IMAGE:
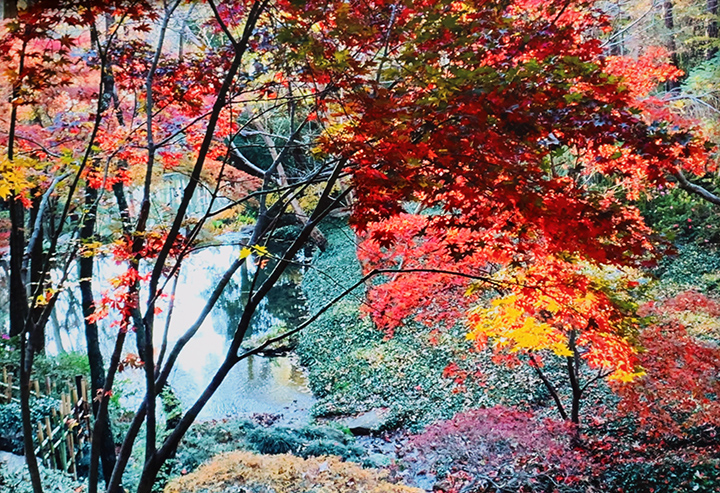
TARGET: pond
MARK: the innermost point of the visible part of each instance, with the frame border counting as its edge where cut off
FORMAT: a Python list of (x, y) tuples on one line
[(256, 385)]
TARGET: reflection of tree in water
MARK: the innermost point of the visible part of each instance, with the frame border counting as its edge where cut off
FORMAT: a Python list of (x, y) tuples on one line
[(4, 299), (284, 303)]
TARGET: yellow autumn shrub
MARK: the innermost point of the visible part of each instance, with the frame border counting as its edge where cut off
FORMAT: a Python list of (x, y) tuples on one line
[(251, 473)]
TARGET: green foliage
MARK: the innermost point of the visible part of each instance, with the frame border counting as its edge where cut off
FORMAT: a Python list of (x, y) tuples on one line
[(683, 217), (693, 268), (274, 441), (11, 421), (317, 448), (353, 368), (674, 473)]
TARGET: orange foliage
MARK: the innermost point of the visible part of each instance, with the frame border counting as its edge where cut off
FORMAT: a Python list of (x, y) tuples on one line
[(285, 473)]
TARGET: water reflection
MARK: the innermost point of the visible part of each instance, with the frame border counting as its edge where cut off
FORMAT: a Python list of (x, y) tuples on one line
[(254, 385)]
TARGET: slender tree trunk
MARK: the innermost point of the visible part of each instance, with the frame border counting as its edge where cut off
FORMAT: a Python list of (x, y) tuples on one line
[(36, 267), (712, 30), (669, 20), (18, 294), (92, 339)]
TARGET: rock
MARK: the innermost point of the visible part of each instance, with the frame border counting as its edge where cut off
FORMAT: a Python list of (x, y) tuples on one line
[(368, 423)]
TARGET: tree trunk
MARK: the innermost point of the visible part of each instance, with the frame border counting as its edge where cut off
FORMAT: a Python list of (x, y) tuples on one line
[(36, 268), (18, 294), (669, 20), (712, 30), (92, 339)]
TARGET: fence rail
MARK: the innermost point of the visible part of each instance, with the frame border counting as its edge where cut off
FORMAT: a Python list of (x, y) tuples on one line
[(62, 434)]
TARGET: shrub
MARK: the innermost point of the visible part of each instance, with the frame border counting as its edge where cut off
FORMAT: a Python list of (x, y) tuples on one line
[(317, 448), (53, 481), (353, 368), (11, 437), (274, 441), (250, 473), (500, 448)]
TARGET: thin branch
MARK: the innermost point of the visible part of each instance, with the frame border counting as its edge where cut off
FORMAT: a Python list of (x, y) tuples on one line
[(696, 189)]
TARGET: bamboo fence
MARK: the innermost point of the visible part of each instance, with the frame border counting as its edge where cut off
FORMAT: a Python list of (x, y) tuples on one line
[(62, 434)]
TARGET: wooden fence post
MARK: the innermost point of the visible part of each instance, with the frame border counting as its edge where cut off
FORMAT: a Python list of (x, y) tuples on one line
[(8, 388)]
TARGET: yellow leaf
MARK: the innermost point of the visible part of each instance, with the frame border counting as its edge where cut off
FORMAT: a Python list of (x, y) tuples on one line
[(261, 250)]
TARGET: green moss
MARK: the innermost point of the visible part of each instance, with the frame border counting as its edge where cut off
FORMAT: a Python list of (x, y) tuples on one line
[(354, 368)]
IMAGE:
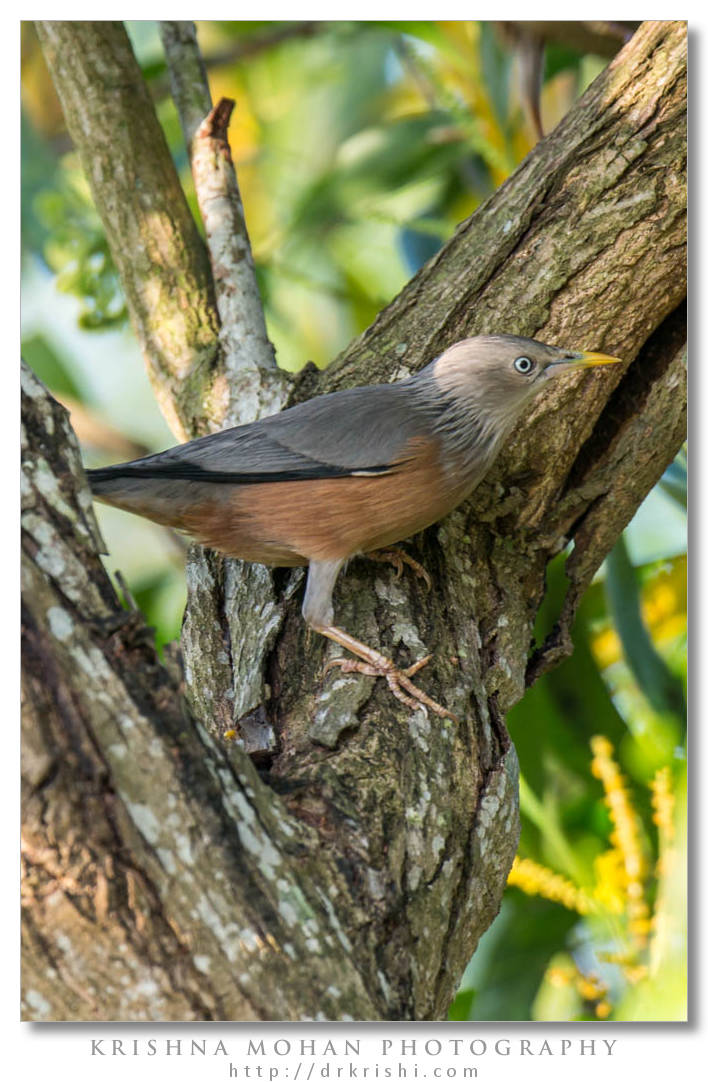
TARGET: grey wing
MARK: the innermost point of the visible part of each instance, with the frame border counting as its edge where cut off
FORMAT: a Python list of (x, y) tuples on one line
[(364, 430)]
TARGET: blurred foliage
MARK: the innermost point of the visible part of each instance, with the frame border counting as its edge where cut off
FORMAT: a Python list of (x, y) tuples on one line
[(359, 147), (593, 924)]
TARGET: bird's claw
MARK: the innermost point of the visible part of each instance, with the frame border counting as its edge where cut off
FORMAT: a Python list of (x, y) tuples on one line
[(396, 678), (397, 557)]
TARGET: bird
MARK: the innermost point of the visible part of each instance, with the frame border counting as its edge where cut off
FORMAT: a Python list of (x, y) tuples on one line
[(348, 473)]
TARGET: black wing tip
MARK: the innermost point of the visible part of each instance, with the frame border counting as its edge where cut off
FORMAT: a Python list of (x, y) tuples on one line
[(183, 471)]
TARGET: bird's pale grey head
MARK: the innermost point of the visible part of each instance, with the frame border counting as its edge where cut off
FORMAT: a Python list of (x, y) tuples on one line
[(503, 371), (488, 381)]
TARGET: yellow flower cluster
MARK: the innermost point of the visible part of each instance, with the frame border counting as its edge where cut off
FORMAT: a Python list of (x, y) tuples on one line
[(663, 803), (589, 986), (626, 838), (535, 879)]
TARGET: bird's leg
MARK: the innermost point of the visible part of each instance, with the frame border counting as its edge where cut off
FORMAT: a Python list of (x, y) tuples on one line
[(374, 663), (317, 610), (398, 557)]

##########

**The task:** Substitute "central point" for every "innermost point" in all of the rows above, leaving everything else unchanged, and give the rows again without the pictures.

**Answer to the task:**
IMAGE:
TARGET: pond
MARK: the central point of the visible part of each instance, with the frame border counting as its edge where cut off
FORMAT: a Python list of (x, y) tuples on one line
[(256, 385)]
TARGET: reflection of tree in water
MARK: the central point of the visible part of each instance, with the frame border counting as its edge where cut off
FORMAT: a Python list of (x, y) tuples on one line
[(4, 299), (284, 303)]
TARGET: yellow autumn shrub
MARK: the central point of the visible part of each instance, with the frame border counting as its edge where cut off
FORMAT: a Python list of (x, y) tuples on one line
[(251, 473)]
TARGET: green foliage
MARK: the central point of the visible part of each instance, with the frame border counting as its edge where cut off
FORMAT: a Python list of (x, y) tuples on one line
[(683, 217), (693, 268), (274, 441), (11, 421), (317, 448), (353, 368), (674, 473)]
TARGET: orange foliage
MARK: the central point of the visible part of each instance, with the frame border counting as its edge where cut off
FORMAT: a Python list of (x, y) tuples on one line
[(285, 473)]
TARGET: water reflection
MARK: the central point of the visible part of each instance, with the frame border counting as its edge where cut off
FORMAT: a Python list of (x, y) tuples on one line
[(254, 385)]
TARGET: slender tree trunk
MARK: the central point of the visible part of each instance, with the frame border counting as its edge where cut off
FORMAT: a Python list of (x, y) tuples on one line
[(36, 267), (712, 30), (669, 20), (18, 294), (92, 339)]
TARGET: rock
MARK: the central point of the visible part of each instance, with the frame border counting as its edge where cut off
FORMAT: a Python list of (x, y) tuples on one line
[(368, 423)]
TARGET: tree trunk
MARK: the central point of the visible part of each instance, with the frame border counting as its edge where cut off
FORMAT: a Python list of (x, y) tuples on one line
[(36, 268), (18, 294), (669, 20), (712, 30), (92, 339)]
TARGET: fence rail
MARK: the central point of the visible part of each instance, with the frame border counting as its edge where cut off
FORMAT: a Python list of (x, y) tuples on one line
[(62, 434)]
TARGET: shrub
MARK: the central point of the visible part of each instance, with the frame border counting as its edge where cut off
FORMAT: a Python list of (x, y) tuples on one line
[(317, 448), (53, 481), (353, 368), (11, 437), (274, 441), (250, 473), (500, 448)]
TARGET: thin branch
MARK: the central point of the visible part of each instance, with the frame border counting as its edge where cut off
FORMAT: a Python list of (x, y) tuples on one line
[(696, 189)]
TARGET: bamboo fence
MARK: the central point of the visible part of each instance, with the frame border counting as its edge where cut off
FORMAT: a Python list of (x, y) tuples on one line
[(62, 434)]
TARGET: wooden fence post
MARK: the central point of the visible part of each instance, with the frame border counting as its edge where cut off
FORMAT: a Python list of (x, y) tuples on one line
[(8, 388)]
TARGET: yellow leaf
MARK: the central point of the visible part of each instance, with the frame border counting as its edge where cut off
FORMAT: a Python list of (x, y) tuples on one line
[(261, 250)]
TARGET: green moss
MARK: the central point of the visible part of each instance, with the frame border counting as its edge where cut off
FORMAT: a Python list of (x, y) tuples on one line
[(354, 368)]
IMAGE:
TARGET: grey wing
MARK: the central point of the visible part of each instance, with the frame border counting as its edge where cut off
FORMAT: a Python list of (x, y) tuples on one line
[(364, 430)]
TARGET: blurred foliage
MARK: the central point of the visible part of each instance, with the frame border counting as its edge where cut off
FORMAT: a Python list of (x, y) tuples on one line
[(359, 147), (593, 924)]
TARGET: bird's claw
MARK: the central point of the visible part of each instance, with the frame border counting as its edge where cut off
FORMAT: a Python list of (x, y) tuples on one line
[(396, 678), (397, 557)]
TARGET: bird
MARK: the central point of the visible part of each instance, with the frame border counting as its edge where cut off
FORMAT: a Python list of (x, y) tuples on one line
[(348, 473)]
TARGET: black wing tip
MARK: the central point of the visible part of each instance, with the frame border counting as its edge where cut off
FORMAT: a Python list of (x, y) tuples on one line
[(183, 471)]
TARGET: bird's pale grey head
MARK: the central point of the visible part of each instance, with the frame border counting as its edge where cut off
FORMAT: a Python list of (x, y) tuples on one line
[(503, 371), (488, 381)]
TARGET: yellow flower cluster
MARK: the central point of the visible part of each instance, with the frame border counting as its edge where cut off
FORMAT: a Python list of (x, y) tuples on one line
[(663, 803), (589, 986), (626, 838), (535, 879)]
TARGET: bird's leg
MARK: the central point of the visible part of each instance, with the frame border counting as its edge where cut off
FORMAT: a Python list of (x, y) tuples on one line
[(374, 663), (317, 610), (398, 557)]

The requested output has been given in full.